===== PROVIDED MATERIAL

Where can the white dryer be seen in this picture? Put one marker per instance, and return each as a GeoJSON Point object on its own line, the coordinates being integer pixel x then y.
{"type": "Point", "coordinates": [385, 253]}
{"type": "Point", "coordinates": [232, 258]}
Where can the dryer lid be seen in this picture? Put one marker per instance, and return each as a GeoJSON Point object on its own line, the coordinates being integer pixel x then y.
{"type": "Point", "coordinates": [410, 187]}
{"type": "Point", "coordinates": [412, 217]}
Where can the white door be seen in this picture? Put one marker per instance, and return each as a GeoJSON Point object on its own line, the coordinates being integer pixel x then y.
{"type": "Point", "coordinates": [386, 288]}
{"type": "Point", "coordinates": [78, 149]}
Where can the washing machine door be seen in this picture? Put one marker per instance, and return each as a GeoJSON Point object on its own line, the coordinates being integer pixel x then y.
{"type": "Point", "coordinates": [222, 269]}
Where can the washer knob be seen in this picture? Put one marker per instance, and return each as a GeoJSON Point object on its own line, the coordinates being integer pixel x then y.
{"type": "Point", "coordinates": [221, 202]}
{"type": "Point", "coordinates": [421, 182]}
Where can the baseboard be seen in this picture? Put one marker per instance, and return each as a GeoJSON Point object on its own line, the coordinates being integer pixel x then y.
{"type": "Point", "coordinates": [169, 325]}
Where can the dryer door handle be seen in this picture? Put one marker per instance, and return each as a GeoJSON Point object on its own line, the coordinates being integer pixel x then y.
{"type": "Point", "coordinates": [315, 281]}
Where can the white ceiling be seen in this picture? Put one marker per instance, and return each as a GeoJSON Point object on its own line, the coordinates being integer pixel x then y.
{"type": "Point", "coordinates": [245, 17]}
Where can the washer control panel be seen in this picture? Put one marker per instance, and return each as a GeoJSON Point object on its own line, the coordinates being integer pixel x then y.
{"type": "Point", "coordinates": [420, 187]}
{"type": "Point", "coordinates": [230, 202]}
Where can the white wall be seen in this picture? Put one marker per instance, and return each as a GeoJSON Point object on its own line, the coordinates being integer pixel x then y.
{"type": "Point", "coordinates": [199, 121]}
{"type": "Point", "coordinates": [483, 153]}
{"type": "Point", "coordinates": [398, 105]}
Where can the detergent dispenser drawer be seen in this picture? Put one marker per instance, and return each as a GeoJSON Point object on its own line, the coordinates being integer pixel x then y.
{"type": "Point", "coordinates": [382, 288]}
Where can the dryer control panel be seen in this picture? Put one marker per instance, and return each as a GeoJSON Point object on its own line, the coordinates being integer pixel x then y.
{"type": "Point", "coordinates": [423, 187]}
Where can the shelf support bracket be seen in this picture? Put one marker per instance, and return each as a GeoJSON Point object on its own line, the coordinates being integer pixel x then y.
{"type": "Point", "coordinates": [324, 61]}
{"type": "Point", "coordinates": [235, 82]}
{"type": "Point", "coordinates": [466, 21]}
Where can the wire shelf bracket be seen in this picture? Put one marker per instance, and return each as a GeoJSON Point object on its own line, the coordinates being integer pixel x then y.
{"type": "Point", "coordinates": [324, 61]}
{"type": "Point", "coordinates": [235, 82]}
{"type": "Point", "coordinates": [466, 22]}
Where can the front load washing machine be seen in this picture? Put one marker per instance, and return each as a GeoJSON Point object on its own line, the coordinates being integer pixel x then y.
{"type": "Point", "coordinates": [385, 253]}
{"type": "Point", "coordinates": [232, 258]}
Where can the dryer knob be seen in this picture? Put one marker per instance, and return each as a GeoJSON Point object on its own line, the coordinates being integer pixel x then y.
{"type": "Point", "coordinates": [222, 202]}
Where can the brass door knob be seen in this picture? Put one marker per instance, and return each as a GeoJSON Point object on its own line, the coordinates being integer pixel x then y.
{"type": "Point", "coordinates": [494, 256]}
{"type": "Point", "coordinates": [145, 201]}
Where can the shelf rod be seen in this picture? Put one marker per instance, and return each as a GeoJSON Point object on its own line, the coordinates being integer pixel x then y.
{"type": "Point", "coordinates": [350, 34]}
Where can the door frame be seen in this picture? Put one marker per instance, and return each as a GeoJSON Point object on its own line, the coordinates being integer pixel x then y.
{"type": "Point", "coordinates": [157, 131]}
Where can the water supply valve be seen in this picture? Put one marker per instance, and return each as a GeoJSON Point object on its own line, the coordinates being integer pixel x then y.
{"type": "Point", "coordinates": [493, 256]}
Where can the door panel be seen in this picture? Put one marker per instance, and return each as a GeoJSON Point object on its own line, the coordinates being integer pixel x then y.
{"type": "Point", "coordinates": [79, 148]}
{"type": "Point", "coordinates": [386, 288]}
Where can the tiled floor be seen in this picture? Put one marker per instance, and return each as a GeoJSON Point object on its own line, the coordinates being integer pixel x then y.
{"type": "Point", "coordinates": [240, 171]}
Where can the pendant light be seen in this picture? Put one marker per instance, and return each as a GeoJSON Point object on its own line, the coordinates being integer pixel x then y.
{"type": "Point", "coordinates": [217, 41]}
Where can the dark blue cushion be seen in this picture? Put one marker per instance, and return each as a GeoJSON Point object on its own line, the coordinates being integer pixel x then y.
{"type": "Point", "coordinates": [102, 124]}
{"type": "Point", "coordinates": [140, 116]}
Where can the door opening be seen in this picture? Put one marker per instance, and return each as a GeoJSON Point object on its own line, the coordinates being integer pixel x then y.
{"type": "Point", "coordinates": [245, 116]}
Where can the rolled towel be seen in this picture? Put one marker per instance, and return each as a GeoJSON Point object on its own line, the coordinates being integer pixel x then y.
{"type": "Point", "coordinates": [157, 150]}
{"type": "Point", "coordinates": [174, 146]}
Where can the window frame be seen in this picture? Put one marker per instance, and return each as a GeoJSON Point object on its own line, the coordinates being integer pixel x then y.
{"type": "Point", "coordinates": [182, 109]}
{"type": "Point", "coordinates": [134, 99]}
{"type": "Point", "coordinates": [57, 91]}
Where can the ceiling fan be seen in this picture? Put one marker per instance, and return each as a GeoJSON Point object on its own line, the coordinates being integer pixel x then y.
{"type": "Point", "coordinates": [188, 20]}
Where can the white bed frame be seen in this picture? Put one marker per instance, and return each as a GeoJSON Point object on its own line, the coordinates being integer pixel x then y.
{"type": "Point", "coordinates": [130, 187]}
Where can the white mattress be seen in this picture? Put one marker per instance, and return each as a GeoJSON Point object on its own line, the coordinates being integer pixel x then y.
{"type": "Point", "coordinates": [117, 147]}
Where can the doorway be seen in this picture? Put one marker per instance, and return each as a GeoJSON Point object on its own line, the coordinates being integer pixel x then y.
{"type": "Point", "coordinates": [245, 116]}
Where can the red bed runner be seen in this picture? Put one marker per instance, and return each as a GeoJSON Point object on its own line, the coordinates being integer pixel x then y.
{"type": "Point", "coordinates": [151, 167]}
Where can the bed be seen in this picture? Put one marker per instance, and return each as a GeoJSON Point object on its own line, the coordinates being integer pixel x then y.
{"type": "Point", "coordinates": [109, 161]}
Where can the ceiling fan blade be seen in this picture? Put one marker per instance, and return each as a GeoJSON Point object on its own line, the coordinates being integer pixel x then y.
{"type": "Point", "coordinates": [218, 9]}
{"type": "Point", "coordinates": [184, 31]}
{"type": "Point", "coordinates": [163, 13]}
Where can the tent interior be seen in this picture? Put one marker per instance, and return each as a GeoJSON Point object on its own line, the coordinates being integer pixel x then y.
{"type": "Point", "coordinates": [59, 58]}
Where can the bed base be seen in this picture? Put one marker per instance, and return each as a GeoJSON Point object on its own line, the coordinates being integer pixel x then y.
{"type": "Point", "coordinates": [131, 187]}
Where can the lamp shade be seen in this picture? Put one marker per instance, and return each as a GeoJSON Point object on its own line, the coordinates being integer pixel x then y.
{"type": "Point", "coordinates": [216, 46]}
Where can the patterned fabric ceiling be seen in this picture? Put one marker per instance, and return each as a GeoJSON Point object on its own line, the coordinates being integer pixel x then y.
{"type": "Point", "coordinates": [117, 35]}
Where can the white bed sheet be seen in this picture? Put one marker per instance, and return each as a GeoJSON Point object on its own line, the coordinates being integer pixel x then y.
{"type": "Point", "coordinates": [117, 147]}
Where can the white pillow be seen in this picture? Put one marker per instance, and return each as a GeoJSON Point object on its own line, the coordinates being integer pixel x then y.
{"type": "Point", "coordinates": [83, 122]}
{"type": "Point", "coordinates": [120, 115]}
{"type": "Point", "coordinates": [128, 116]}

==========

EXERCISE TASK:
Give again only the lines starting at the one that contains "Where can the patterned" and running to the end of the data.

EXERCISE ANSWER:
Where can the patterned fabric ceiling be seen in this picture? Put one marker per instance, and return each as a GeoJSON Point object on its own line, the coordinates being integer pixel x then y.
{"type": "Point", "coordinates": [117, 35]}
Where can the white bed sheet be seen in this picture? Put one marker per instance, and return each as a GeoJSON Point object on its own line, the coordinates being integer pixel x then y.
{"type": "Point", "coordinates": [117, 147]}
Where can the white pillow be seen in this picture? Put one marker per instance, and return each as a GeoJSON Point object on its own line, the coordinates being integer pixel x then y.
{"type": "Point", "coordinates": [83, 122]}
{"type": "Point", "coordinates": [120, 115]}
{"type": "Point", "coordinates": [128, 116]}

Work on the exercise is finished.